** Excerpted passage **
Thursday, 8 January 2015

CLIMATEnet Policy Discussion Forum

Linking Expert Knowledge to Generate Policy Insights on Climate Change Adaptation Under Uncertainty


Climate change is a global phenomenon which is fast becoming an inevitable reality. Each country has to develop sound policies, strategies and practices to combat impacts of climate change. Sri Lanka is not an exception. While developed countries are more concerned about mitigation of climate change through investments on low carbon technologies, developing nations are compelled to focus on adaptation measures. Global projections indicate developing countries are likely to undergo more hardships due to impacts of climate change.

Climate change impacts are complex and spread over a broad spectrum of economic sectors and geographical areas.  Among the more vulnerable sectors in Sri Lanka are agriculture, fisheries, coast conservation, irrigation, health, disaster management, power and energy and industry.  The key strategy to face the impacts of climate change is adaptation. Adaptation refers to adjustments, which are in response to actual or expected variability or change in climate in order to moderate and cope with harmful impacts or to take advantage of opportunities. Human society in general is adaptive to changing conditions. Nevertheless, wide-ranging impacts spread over vast geographical areas at relatively rapid pace call for the necessity of planned efforts of adaptation supported by well-designed policies.

** Problem A **
In the passage on climate change adaptation, what is identified as the key strategy to face the impacts of climate change?
** Problem B **
Reproduce everything in the passage on climate change adaptation from "Thursday, 8 January" down to "to impacts of climate change.".

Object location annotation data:
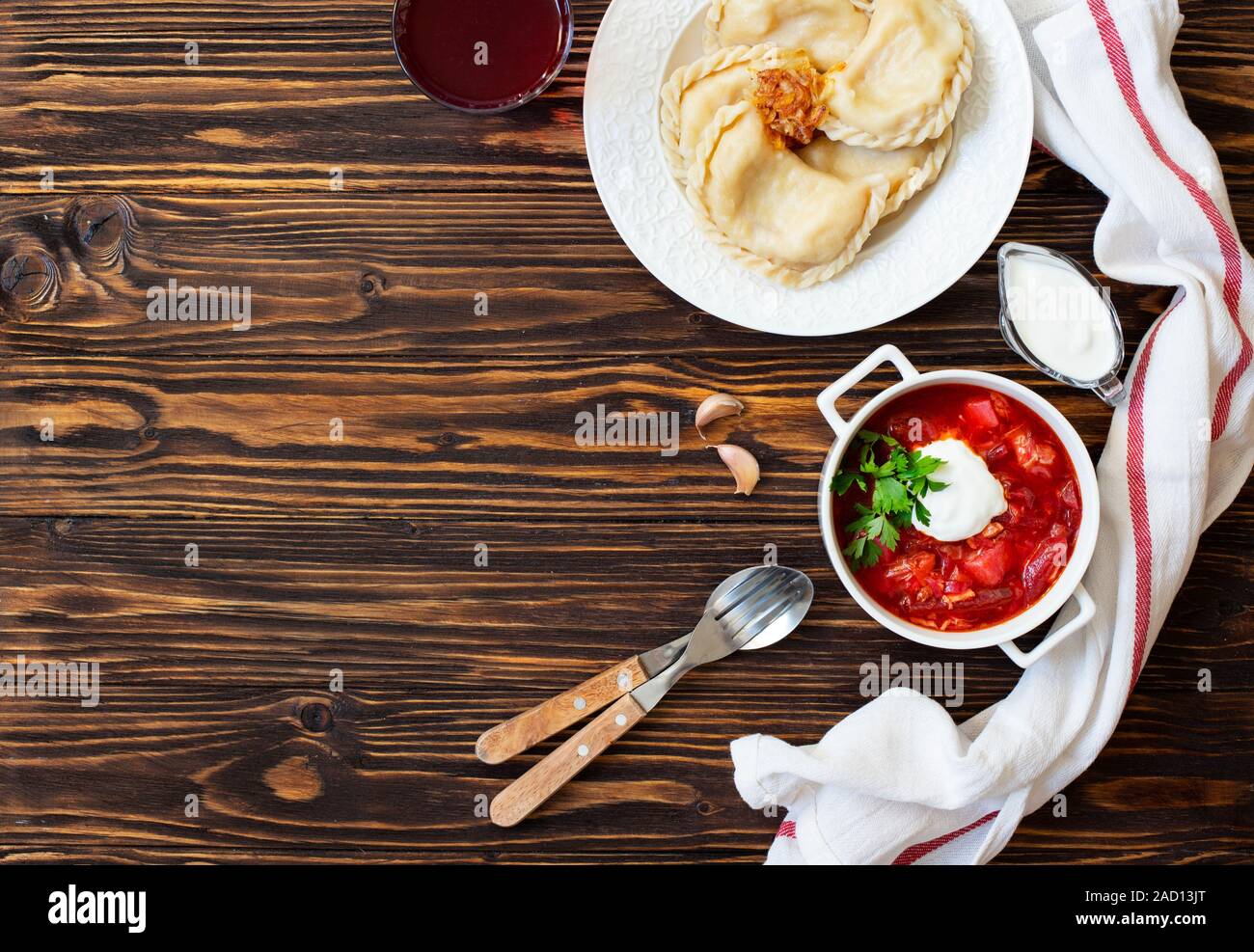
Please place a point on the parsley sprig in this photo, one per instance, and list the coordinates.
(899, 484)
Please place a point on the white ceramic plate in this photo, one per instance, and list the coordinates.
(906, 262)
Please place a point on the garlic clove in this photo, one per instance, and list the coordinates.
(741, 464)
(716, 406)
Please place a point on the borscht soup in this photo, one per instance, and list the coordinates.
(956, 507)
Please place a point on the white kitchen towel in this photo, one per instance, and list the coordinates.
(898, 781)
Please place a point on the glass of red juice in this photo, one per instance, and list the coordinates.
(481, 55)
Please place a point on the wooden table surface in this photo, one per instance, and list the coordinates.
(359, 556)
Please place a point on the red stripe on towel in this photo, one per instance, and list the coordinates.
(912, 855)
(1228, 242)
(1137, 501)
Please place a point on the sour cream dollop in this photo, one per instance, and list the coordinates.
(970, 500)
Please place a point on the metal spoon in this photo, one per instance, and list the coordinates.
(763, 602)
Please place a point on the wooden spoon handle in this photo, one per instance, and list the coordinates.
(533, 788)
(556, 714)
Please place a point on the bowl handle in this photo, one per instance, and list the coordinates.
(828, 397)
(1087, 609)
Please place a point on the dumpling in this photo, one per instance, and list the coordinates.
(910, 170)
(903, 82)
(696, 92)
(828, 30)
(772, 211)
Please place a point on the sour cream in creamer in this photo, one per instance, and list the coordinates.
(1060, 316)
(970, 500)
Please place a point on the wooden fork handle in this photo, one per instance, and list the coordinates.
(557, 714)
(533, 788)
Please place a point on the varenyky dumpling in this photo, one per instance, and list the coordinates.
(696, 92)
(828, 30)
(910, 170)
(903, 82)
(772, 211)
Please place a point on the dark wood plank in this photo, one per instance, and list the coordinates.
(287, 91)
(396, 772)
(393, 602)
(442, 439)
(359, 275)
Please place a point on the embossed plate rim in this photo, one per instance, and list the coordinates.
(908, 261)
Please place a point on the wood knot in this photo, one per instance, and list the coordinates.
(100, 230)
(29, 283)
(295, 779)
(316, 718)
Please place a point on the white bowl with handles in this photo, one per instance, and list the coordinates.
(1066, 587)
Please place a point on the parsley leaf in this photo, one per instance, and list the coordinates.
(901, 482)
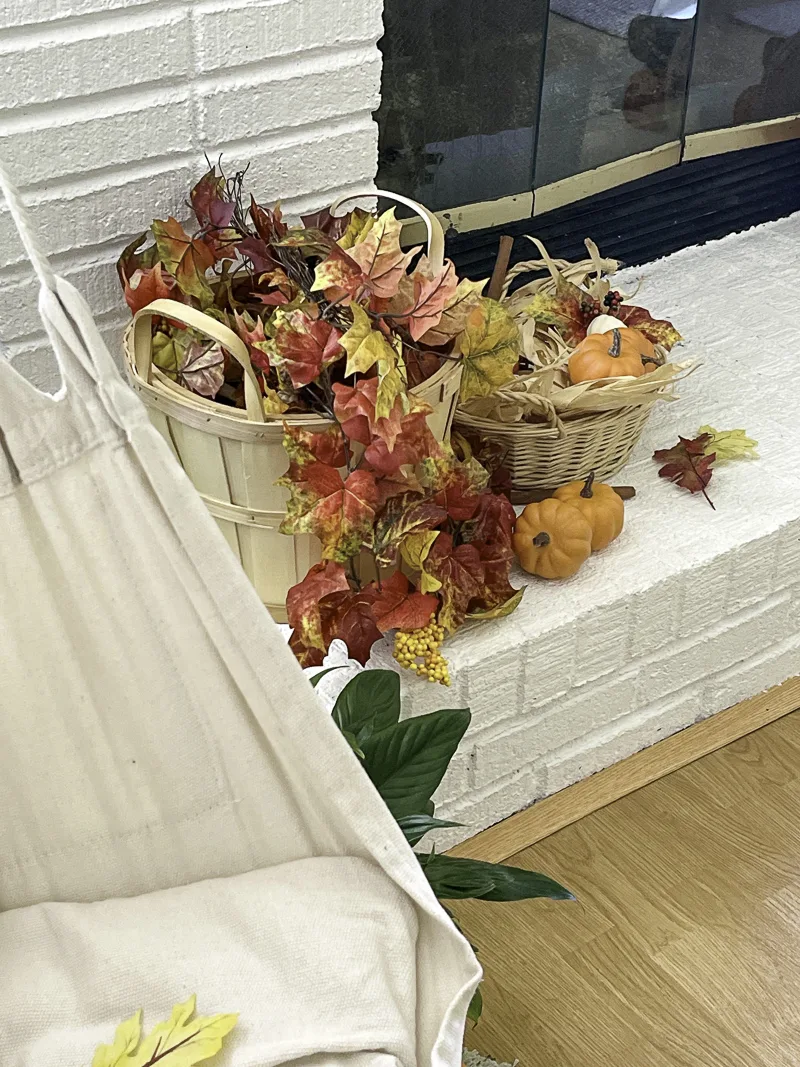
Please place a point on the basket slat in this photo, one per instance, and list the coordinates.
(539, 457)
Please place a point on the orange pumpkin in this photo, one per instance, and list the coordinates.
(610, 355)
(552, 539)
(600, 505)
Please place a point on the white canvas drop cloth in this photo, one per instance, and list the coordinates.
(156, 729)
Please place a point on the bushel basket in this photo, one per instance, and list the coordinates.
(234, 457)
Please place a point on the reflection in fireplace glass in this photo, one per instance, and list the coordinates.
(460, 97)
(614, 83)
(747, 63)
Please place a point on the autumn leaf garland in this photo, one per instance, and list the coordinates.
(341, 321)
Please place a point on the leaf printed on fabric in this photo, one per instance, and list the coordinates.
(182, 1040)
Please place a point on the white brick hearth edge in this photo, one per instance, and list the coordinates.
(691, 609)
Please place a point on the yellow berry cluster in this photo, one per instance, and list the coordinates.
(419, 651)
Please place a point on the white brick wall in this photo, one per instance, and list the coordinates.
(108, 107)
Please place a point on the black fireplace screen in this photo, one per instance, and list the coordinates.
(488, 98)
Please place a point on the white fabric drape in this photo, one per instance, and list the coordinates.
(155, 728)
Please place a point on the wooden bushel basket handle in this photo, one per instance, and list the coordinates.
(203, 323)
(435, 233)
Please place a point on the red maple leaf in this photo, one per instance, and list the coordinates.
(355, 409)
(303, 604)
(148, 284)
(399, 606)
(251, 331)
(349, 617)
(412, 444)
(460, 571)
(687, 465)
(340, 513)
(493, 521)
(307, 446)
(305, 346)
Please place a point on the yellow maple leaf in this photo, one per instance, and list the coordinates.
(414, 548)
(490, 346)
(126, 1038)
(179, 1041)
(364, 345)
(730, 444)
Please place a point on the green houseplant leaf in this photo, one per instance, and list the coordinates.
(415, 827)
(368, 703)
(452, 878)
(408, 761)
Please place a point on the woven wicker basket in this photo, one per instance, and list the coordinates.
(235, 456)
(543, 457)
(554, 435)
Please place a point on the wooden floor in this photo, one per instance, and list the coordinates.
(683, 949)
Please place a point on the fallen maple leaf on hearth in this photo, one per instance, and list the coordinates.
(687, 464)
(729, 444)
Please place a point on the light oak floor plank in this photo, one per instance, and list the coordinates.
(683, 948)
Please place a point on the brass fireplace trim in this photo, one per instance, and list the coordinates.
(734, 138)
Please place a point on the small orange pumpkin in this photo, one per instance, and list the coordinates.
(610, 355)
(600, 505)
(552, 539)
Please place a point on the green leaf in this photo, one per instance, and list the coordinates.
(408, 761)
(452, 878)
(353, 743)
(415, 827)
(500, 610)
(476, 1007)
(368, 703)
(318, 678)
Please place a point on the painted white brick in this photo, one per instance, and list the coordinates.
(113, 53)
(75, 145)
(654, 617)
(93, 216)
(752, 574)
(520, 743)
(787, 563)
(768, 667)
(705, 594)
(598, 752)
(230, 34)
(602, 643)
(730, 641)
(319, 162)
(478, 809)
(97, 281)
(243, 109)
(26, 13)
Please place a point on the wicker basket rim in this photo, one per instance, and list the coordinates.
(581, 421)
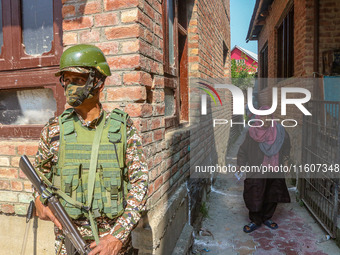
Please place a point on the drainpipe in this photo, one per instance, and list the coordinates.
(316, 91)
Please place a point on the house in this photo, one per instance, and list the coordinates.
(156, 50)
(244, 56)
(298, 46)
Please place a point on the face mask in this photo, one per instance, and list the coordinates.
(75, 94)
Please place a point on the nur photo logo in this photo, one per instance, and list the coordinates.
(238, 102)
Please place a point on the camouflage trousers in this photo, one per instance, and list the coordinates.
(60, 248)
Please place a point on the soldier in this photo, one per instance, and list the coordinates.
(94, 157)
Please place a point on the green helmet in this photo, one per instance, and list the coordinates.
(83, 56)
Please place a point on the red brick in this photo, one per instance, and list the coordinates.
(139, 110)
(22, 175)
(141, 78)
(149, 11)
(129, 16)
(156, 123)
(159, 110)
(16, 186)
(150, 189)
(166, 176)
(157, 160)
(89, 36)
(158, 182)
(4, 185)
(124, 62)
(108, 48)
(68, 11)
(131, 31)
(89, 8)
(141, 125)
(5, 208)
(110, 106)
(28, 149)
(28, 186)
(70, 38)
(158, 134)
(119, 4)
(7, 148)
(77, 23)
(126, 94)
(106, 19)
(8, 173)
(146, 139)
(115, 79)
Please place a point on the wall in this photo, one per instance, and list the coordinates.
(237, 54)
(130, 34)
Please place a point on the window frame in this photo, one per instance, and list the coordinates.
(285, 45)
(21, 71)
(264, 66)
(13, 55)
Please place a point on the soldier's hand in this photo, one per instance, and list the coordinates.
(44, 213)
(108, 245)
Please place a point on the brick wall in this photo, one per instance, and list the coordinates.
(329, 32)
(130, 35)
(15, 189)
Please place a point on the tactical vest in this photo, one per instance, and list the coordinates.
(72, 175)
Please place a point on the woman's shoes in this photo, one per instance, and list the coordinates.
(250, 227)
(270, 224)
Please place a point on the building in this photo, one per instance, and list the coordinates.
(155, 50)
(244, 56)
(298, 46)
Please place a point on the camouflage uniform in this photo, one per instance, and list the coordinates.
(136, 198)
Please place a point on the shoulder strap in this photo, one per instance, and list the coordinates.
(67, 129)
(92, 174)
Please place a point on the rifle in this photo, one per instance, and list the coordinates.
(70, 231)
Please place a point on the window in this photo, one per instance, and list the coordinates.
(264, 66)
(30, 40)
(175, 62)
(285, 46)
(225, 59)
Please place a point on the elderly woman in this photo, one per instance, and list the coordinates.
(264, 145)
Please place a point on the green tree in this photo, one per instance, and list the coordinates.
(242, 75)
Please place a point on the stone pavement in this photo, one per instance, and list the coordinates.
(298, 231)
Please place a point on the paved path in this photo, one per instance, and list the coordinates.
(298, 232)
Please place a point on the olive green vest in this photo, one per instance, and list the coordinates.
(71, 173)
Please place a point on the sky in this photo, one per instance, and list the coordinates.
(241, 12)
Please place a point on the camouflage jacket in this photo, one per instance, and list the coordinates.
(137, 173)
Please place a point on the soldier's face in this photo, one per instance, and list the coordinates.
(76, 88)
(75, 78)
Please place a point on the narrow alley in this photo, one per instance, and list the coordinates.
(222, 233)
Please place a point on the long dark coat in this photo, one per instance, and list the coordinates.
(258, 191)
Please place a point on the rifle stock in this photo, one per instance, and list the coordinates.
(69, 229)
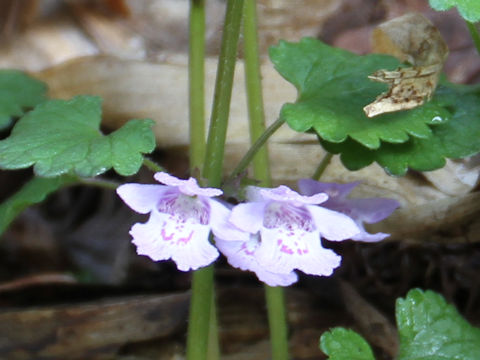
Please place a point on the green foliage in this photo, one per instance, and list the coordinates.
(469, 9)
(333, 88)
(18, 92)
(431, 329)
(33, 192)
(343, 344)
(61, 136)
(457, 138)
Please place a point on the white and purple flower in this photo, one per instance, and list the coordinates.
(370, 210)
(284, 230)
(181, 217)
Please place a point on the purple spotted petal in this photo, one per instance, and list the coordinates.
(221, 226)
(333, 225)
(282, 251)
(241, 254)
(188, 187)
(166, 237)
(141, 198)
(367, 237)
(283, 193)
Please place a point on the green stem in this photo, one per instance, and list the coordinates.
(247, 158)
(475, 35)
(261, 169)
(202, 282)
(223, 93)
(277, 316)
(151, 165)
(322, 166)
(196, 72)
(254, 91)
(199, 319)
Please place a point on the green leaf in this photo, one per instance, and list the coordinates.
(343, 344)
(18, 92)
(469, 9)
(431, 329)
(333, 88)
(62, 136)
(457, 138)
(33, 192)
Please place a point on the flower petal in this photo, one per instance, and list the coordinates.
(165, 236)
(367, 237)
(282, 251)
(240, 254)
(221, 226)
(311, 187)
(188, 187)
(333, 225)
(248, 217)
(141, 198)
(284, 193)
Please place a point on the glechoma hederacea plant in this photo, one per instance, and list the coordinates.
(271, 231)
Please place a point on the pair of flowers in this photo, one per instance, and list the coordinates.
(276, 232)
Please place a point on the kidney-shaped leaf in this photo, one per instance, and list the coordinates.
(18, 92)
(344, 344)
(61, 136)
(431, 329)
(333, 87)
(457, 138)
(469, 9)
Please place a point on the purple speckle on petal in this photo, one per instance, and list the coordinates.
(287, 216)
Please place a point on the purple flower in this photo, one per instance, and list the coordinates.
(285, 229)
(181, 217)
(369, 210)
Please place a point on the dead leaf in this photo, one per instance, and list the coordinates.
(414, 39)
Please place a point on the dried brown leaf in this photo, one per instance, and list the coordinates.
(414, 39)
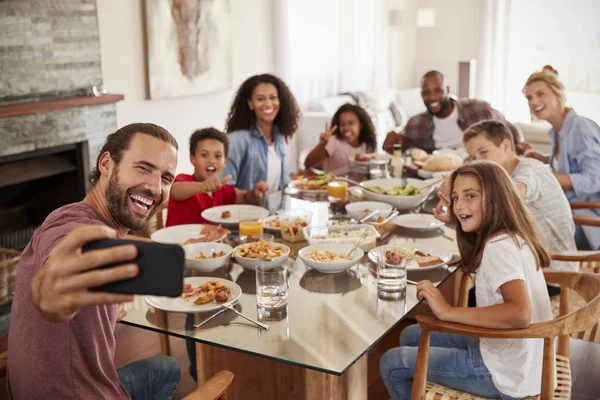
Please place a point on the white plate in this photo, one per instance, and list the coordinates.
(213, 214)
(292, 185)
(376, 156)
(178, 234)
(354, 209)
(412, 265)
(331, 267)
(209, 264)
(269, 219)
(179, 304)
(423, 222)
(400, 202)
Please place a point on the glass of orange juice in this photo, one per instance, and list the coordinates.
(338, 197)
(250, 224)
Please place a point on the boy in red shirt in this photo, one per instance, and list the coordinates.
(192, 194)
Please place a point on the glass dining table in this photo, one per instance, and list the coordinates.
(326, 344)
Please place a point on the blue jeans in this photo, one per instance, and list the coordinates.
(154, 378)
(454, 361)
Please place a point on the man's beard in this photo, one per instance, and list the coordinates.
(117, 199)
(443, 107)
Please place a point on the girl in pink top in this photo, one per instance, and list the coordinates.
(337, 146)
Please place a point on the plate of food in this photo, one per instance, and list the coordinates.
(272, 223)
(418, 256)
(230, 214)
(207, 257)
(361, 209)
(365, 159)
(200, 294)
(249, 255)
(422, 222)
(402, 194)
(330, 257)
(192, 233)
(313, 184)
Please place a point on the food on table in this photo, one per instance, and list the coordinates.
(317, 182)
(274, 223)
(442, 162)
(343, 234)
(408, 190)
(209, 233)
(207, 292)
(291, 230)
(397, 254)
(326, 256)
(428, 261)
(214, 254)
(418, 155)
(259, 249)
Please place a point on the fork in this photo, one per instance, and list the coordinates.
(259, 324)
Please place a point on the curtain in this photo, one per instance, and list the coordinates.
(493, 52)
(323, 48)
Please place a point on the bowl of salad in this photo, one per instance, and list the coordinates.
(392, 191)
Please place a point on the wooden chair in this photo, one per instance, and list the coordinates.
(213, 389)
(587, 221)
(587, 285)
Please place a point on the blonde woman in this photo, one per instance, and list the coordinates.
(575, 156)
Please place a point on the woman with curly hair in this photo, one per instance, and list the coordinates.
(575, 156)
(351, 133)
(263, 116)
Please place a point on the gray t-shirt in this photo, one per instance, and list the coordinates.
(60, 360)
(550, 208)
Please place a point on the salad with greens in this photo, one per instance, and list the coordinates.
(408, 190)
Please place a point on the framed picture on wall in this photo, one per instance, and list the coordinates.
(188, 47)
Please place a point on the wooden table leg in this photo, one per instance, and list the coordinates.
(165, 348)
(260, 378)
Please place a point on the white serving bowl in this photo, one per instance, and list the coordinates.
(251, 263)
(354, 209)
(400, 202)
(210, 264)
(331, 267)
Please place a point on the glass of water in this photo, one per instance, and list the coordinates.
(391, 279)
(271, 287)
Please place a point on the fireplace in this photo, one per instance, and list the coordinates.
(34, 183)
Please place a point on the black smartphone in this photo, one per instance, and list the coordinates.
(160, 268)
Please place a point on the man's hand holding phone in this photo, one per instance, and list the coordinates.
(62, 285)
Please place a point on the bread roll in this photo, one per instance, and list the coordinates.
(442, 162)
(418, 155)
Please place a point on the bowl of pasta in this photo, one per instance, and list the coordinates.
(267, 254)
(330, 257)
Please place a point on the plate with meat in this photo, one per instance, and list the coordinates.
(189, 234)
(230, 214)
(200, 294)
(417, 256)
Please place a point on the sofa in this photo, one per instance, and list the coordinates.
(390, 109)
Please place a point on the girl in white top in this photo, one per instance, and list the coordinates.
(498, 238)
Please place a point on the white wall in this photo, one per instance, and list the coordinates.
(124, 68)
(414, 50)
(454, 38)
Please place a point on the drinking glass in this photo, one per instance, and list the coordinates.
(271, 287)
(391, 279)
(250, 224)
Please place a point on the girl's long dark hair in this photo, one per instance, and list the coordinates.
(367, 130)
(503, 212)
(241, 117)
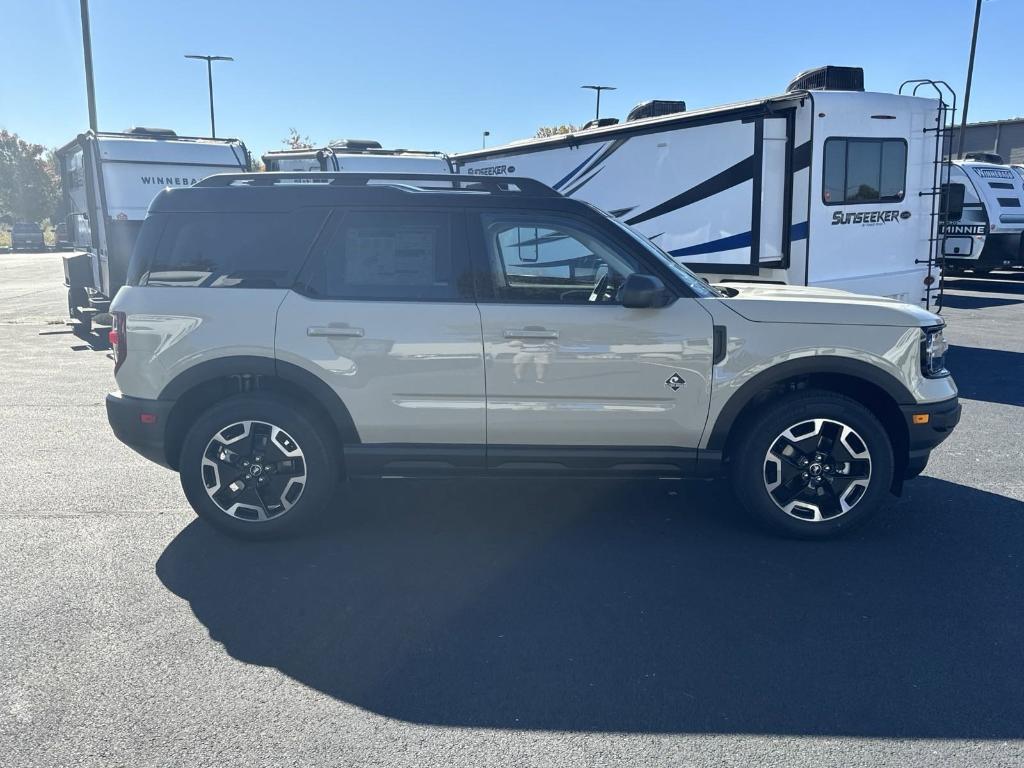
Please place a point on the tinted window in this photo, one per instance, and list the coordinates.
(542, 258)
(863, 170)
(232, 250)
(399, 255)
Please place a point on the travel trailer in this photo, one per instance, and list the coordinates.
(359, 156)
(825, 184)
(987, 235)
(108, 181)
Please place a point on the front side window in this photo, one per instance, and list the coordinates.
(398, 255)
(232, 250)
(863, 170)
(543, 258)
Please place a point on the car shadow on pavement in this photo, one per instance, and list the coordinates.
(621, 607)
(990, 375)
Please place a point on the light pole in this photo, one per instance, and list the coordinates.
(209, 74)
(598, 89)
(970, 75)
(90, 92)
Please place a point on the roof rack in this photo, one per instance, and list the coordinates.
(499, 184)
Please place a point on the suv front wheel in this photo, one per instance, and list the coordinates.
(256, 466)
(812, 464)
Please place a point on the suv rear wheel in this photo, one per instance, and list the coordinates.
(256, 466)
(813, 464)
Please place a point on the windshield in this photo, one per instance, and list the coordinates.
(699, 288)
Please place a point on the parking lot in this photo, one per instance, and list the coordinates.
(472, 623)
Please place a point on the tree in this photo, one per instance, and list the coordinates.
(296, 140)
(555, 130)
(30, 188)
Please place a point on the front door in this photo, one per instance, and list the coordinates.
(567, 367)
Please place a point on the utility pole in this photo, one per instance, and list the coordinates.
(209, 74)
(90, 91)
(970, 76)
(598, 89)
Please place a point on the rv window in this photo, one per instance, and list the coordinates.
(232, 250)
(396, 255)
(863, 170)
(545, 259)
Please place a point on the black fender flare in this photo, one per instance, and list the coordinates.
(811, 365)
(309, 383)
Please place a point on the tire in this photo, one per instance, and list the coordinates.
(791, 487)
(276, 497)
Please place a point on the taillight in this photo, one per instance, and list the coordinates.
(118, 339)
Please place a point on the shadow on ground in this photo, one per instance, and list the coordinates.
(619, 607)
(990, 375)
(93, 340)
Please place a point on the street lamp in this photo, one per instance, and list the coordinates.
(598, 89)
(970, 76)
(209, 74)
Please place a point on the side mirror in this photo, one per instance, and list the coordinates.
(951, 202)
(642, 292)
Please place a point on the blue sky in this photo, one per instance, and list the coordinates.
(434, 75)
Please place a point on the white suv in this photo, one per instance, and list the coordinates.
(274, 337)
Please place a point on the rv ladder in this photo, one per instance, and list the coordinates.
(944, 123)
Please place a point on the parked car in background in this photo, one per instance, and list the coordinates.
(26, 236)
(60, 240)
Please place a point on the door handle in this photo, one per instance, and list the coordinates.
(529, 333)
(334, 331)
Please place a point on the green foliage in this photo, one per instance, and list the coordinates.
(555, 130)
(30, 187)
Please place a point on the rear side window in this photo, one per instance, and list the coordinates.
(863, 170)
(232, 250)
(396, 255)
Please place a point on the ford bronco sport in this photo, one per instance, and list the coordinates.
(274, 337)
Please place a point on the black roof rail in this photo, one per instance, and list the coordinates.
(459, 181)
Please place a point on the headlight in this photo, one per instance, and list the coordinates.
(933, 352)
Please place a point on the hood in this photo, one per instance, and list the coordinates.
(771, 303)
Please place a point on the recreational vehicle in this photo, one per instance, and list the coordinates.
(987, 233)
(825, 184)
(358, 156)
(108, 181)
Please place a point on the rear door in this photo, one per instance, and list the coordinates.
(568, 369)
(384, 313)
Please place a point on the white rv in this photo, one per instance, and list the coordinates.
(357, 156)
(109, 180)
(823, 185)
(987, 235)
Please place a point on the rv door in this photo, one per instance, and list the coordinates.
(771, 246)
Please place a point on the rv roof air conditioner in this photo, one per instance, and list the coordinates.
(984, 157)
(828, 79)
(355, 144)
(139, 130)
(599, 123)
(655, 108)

** Task answer A **
Adaptation.

** Task answer B **
Thursday, 8 January 2015

CLIMATEnet Policy Discussion Forum

Linking Expert Knowledge to Generate Policy Insights on Climate Change Adaptation Under Uncertainty


Climate change is a global phenomenon which is fast becoming an inevitable reality. Each country has to develop sound policies, strategies and practices to combat impacts of climate change. Sri Lanka is not an exception. While developed countries are more concerned about mitigation of climate change through investments on low carbon technologies, developing nations are compelled to focus on adaptation measures. Global projections indicate developing countries are likely to undergo more hardships due to impacts of climate change.